(Passage to read)

Anne Sutherland - MONTREAL — Former MUHC hospital administrator Arthur Porter has filed a complaint with the United Nations High Commissioner for Human Rights over what he claims is inhumane treatment in a Panamanian prison.
His lawyer, Ricardo Bilonick, says that Porter has not been seen by a medical doctor and “he hasn’t even had an aspirin” in the almost four months of his incarceration.
“If he dies, there’s no point in extradition,” Bilonick said Tuesday from the Central American city.
Porter has been detained in Panama City since May. He and his wife were arrested at the airport on their way to Trinidad and Tobago from their home in Nassau.
He is alleged to have taken millions for his part in the awarding of a contract to build the billion-dollar McGill University Hospital Centre superhospital in the Glen Yards.
Quebec’s anti-corruption squad, UPAC, issued a warrant for his arrest in February on charges of fraud, conspiracy to commit government fraud, abuse of trust and laundering the proceeds of a crime.
His wife, Pamela Mattock Porter, has been charged with money laundering. She was extradited to Montreal in June and is currently out on bond. Porter has said he is too sick to be returned to Canada and is fighting extradition.
Porter has said that he has stage-four lung cancer, self-diagnosed. Porter and Bilonick maintain that since he was arrested on May 27, he has not had any blood tests or other status updates about the condition of his cancer.
Bilonick said that Porter has been taking chemotherapy drugs he had with him when he was arrested but that no blood has been drawn or medical attention given in the prison infirmary or a hospital setting in Panama.

(End Passage to read)
(Data extract)

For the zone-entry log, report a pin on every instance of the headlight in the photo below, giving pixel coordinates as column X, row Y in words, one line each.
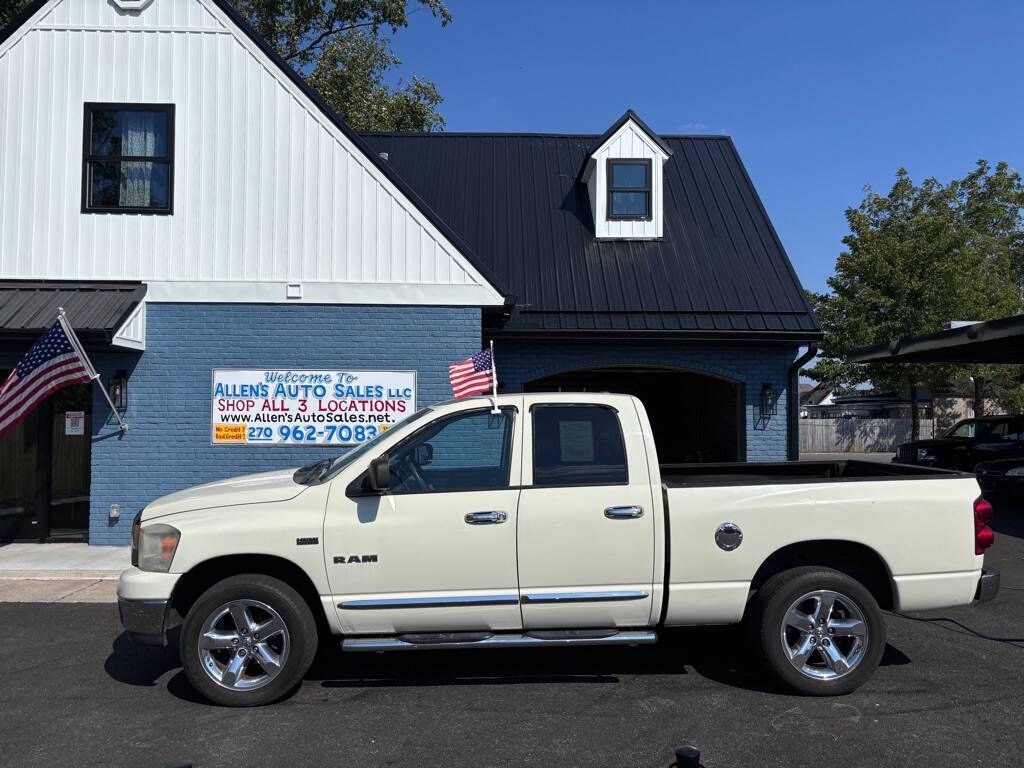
column 157, row 546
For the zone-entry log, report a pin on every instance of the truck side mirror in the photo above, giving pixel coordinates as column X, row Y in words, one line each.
column 424, row 454
column 379, row 475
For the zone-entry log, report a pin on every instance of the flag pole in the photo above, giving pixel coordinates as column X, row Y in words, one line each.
column 494, row 379
column 80, row 351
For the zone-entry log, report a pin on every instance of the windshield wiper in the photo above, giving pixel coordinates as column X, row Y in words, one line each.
column 312, row 473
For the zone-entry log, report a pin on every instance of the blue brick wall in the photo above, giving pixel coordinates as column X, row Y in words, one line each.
column 167, row 446
column 749, row 364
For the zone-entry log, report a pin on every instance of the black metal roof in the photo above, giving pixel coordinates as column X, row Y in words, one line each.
column 720, row 270
column 992, row 342
column 95, row 310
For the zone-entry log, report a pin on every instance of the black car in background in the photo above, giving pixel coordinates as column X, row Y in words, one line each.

(End Data extract)

__List of tasks__:
a) In the article about Arthur Porter, why is Porter fighting extradition to Canada? Answer in one to three sentences.
b) Pick up the article about Arthur Porter's detention in Panama right after its last sentence and keep it going.
You won't need the records for this.

__Your written answers__:
a) Porter says he is too sick to be returned to Canada, so he is fighting extradition.

b)
“He was supposed to be evaluated the week after his arrest. I have asked again and again but I have had no response. It is for that reason that we filed a report to the United Nations,” Bilonick said.
Porter’s personal physician, Karol Sikora, has visited him in prison but Bilonick said that visit was more social than professional.
“I got the doctor in (to the prison) just to say hello and to ask him how he feels and I see him three times a week but I’m not a doctor. His doctor was not able to give Porter any tests in a medical centre.”
Bilonick said that Porter “is not just your local Canadian, he was the chief of intelligence,” a reference to the 2008 appointment of Arthur Porter to the five-member Security Intelligence Review Committee, entrusted with the nation’s most sensitive secrets.
That appointment was made by Prime Minister Stephen Harper. Porter resigned from that post in 2011.
Bilonick said that the fate of Porter lies squarely on the shoulders of both Canada and Panama and he wants the United Nations High Commissioner for Human Rights to look into how he is being treated in the current situation. “Both Panama and Canada will be responsible if something happens to him,” the lawyer said.